:: EXCERPT TO READ

It isn't necessary to send out state transitions within the coffee maker's state machine. Instead, the SCXML interpreter keeps track of the application state for the interaction manager. The state diagram shown in Figure 1 is represented in SCXML as shown in Listing 1. You can also download the code for this listing and others in the article if you like.


Listing 1. An SCXML representation of the application state
                
<?xml version="1.0"?>
<scxml xmlns="http://www.w3.org/2005/07/scxml"
       version="1.0"
       id="coffeemaker"
       initialstate="off">

  <!-- simple coffee maker example -->
  <state id="off">
    <!-- off state -->
    <transition event="coffee.on" target="on"/>
  </state>

  <state id="on">
    <initial>
      <transition target="warming"/>
    </initial>

    <!-- on/warming state -->
    <onentry>

      <!-- Declare variables which could represent context
         - parameters.  For example, if 'water_filled' and
         - 'pot_removed' have values passed in of true and
         - false, respectively, when turned on the initial
         - state would move immediately to 'making'. -->
      <var name="water_filled" expr="false"/>
      <var name="pot_removed" expr="false"/>
    </onentry>

    <transition event="coffee.off" target="off"/>

    <state id="warming">

      <!-- start making coffee -->
      <if cond="pot_removed == false">
        <transition event="coffee.water.filled" target="making">
	     <assign name="water_filled" expr="true"/>
        </transition>
      </if>

      <if cond="water_filled == true">
        <transition event="coffee.pot.replaced" target="making">
          <assign name="pot_removed" expr="false"/>
        </transition>
      </if>
    </state>

    <state id="making">
      <transition event="coffee.pot.removed" target="warming">
        <assign name="pot_removed" expr="true"/>
      </transition>

      <transition event="coffee.water.empty" target="warming">
        <assign name="water_filled" expr="false"/>
      </transition>

    </state>
  </state>

</scxml>

In Listing 2, a separate SCXML document represents the application's interaction manager. Keeping the interaction manager SCXML separate from the application SCXML follows the principle of separation of concerns. When separately developed, the application and interaction manager SCXML documents are cleaner and easier to maintain.


Listing 2. An SCXML representation of the interaction manager
                
<?xml version="1.0" encoding="us-anscii" ?>
<scxml xmlns="http://www.w3.org/2005/SCXML"
       id="coffeeDialog"
       version="1.0" initialstate="generateContext">

   <datamodel>
      <data name="context"/> 
   </datamodel>

   <state id="generateContext"> <!-- create context id -->
      <onentry>
         <assign name="context" expr="new Context()">
      </onentry>
      <transition target="startup"/>
   </state>

   <state id="startup"> <!-- prepare and start the modalities -->
      <parallel>
         <state id="startupVxml">
            <initial>
               <transition target="prepareVxml"/>
            </initial>

            <state id="prepareVxml">
               <send event="prepare" target="/vxml/coffeemaker.vxml"

::::
:: MATERIAL

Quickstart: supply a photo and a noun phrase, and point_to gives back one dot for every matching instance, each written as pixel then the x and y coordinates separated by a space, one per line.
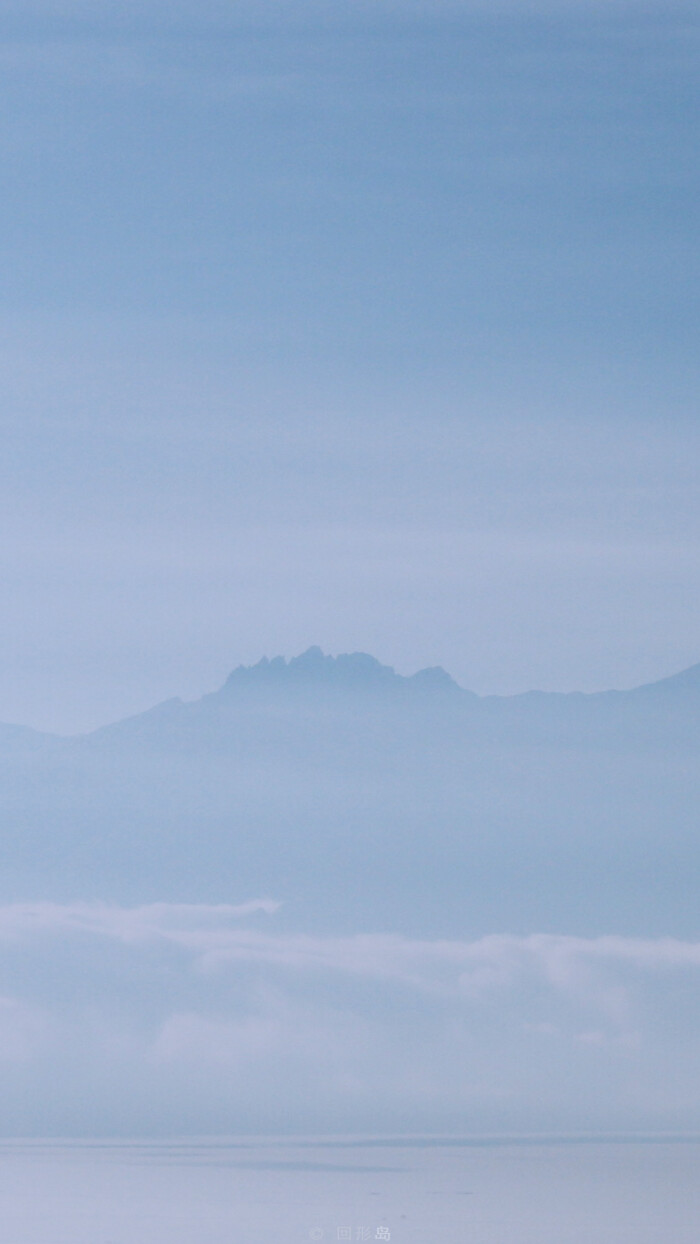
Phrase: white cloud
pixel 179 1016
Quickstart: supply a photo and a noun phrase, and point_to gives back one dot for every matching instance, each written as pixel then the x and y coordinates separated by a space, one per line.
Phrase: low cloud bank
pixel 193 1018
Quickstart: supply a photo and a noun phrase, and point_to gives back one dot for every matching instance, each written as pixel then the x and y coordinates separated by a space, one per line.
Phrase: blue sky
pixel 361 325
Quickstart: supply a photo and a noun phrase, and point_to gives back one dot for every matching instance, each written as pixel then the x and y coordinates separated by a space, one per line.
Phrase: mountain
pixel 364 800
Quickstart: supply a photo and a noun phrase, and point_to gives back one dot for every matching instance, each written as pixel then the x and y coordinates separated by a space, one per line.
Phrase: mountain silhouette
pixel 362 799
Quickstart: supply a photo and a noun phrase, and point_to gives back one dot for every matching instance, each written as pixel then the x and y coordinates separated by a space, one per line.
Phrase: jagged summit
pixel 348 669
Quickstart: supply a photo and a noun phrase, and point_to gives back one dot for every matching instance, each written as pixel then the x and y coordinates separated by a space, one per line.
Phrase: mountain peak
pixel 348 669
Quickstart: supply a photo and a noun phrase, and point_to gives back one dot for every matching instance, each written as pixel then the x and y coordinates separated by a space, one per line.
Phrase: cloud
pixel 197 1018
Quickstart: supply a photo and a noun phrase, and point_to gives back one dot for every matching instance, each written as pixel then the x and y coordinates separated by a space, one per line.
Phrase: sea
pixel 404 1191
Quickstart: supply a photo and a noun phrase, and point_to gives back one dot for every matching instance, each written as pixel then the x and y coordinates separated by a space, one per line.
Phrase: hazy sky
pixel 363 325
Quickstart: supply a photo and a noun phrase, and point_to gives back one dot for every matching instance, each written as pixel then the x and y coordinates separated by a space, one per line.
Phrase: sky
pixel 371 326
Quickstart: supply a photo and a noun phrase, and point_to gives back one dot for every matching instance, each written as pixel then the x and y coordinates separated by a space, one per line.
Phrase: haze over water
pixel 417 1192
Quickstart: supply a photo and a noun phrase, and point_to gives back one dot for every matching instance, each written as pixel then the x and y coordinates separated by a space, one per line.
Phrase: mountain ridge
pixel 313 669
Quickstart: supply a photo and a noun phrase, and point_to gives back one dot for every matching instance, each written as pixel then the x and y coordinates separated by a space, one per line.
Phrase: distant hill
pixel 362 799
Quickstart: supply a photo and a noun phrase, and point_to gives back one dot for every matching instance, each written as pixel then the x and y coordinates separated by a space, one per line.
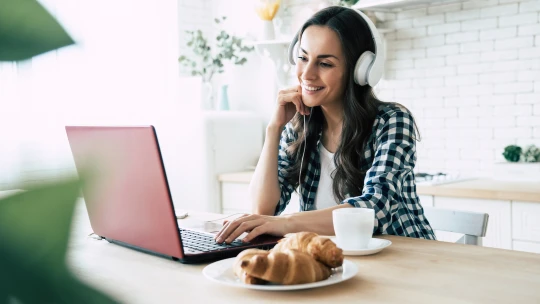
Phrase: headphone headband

::::

AIM 1 –
Based on the SCXML coffee maker excerpt above, say whether each statement agrees with it. Answer yes or no for each and quote the words that decide it.
(a) The SCXML interpreter tracks the application state for the interaction manager.
(b) The interaction manager and the application are represented in one shared SCXML document.
(c) In Listing 1, the coffee maker starts in the "on" state.
AIM 2 – Extend the SCXML coffee maker excerpt above, picking up from its last line.

WRITTEN REPLY 1 –
(a) Yes: "the SCXML interpreter keeps track of the application state for the interaction manager."
(b) No: "a separate SCXML document represents the application's interaction manager."
(c) No: initialstate="off"

WRITTEN REPLY 2 –
                     targettype="vxml" context="context"/>
	         <transition target="startVxml" event="PrepareResponse"
                     cond="status=='success' && data.eventType=='vxml'"/>
	         <transition target="failureVxml" event="PrepareResponse"
                     cond="status=='failure' && data.eventType=='vxml'"/>
            </state>
            
            <state id="startVxml> 
               <send event="start" target="/vxml/coffeemaker.vxml"
                     targettype="vxml" context="context"/>
	         <transition target="started" event="StartResponse"
                     cond="status=='success' && data.eventType=='vxml'"/>
	         <transition target="failureVxml" event="StartResponse"
                     cond="status=='failure' && data.eventType=='vxml'"/>
            </state>
         </state>

         <state id="startupXhtml">
            <initial>
               <transition target="prepareXhtml"/>
            </initial>

            <state id="prepareXhtml">
               <send event="prepare" target="/html/coffeemaker.xhtml"
                     targettype="xhtml" context="context"/>
	       <transition target="startXhtml" event="PrepareResponse"
                     cond="status=='success' && data.eventType=='xhtml'"/>
	       <transition target="failureXhtml" event="PrepareResponse"
                     cond="status=='failure' && data.eventType=='xhtml'"/>
            </state>

             <state id="startXhtml"> 
                <send event="start" target="/html/coffeemaker.xhtml"
                      targettype="xhtml" context="context"/>
                <transition target="started" event="StartResponse"
                      cond="status=='success' && data.eventType=='xhtml'"/>
                <transition target="" event="StartResponse"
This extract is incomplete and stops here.